The data:
================================
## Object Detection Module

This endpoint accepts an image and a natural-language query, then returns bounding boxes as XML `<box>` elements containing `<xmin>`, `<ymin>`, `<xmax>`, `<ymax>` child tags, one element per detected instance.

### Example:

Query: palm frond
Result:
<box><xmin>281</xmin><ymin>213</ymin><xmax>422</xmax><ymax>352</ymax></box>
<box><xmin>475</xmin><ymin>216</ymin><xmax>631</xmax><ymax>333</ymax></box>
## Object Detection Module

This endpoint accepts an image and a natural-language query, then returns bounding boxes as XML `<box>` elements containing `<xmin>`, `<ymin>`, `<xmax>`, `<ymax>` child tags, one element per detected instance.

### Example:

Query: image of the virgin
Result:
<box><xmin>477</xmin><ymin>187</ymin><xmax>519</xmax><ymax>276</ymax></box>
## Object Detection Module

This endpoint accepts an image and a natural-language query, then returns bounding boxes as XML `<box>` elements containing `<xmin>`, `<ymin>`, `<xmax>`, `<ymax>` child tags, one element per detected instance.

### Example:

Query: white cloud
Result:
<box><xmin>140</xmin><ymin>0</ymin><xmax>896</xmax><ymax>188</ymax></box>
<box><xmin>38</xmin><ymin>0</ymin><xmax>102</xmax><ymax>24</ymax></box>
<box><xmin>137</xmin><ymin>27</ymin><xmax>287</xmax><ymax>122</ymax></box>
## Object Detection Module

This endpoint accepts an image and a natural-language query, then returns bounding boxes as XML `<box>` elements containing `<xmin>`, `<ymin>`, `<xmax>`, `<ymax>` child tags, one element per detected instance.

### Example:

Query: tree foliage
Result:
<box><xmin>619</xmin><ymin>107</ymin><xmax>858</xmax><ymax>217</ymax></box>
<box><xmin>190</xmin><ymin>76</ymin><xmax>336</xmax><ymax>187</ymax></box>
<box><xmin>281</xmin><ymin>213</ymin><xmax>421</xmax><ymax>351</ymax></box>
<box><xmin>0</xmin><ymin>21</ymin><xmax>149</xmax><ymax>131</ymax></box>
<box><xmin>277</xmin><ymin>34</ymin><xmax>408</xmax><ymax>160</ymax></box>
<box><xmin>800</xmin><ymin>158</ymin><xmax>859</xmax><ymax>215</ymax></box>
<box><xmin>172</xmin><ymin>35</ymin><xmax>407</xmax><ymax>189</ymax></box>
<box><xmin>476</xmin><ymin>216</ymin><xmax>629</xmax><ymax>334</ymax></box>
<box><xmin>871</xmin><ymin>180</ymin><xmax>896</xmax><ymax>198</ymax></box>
================================
Goal:
Reproduce the material above verbatim, line for line.

Completed task:
## Object Detection Module

This endpoint accepts an image and a natural-language query, then returns bounding boxes as XML `<box>` elements containing `<xmin>`, `<ymin>`, `<xmax>`, `<ymax>` child tags, one element per detected instance.

### Example:

Query: palm frond
Result:
<box><xmin>281</xmin><ymin>213</ymin><xmax>422</xmax><ymax>352</ymax></box>
<box><xmin>475</xmin><ymin>216</ymin><xmax>631</xmax><ymax>333</ymax></box>
## Object Detection Module

This endpoint accepts an image and a natural-language query, then returns bounding boxes as XML `<box>` elements containing `<xmin>`, `<ymin>`, `<xmax>`, `<ymax>` child tags, one element per detected instance.

### Example:

Query: image of the virgin
Result:
<box><xmin>477</xmin><ymin>187</ymin><xmax>519</xmax><ymax>276</ymax></box>
## Object Detection Module

This endpoint accepts an image and a natural-language query, then returns bounding boxes as XML `<box>` elements containing `<xmin>`, `<ymin>`, `<xmax>`, `<ymax>` child tags, one element per detected instance.

### Example:

Query: white cloud
Result:
<box><xmin>140</xmin><ymin>0</ymin><xmax>896</xmax><ymax>188</ymax></box>
<box><xmin>38</xmin><ymin>0</ymin><xmax>102</xmax><ymax>24</ymax></box>
<box><xmin>137</xmin><ymin>27</ymin><xmax>287</xmax><ymax>122</ymax></box>
## Object Detection Module

This endpoint accepts an image and a natural-language query, then returns bounding boxes as XML `<box>` elements containing `<xmin>`, `<ymin>`, `<xmax>`, `<ymax>` child tags, one element per detected instance.

### Example:

Query: tree foliage
Result:
<box><xmin>619</xmin><ymin>107</ymin><xmax>858</xmax><ymax>217</ymax></box>
<box><xmin>190</xmin><ymin>76</ymin><xmax>336</xmax><ymax>187</ymax></box>
<box><xmin>281</xmin><ymin>213</ymin><xmax>421</xmax><ymax>351</ymax></box>
<box><xmin>0</xmin><ymin>21</ymin><xmax>149</xmax><ymax>131</ymax></box>
<box><xmin>277</xmin><ymin>34</ymin><xmax>408</xmax><ymax>160</ymax></box>
<box><xmin>800</xmin><ymin>158</ymin><xmax>859</xmax><ymax>215</ymax></box>
<box><xmin>172</xmin><ymin>35</ymin><xmax>407</xmax><ymax>189</ymax></box>
<box><xmin>476</xmin><ymin>216</ymin><xmax>629</xmax><ymax>334</ymax></box>
<box><xmin>871</xmin><ymin>180</ymin><xmax>896</xmax><ymax>198</ymax></box>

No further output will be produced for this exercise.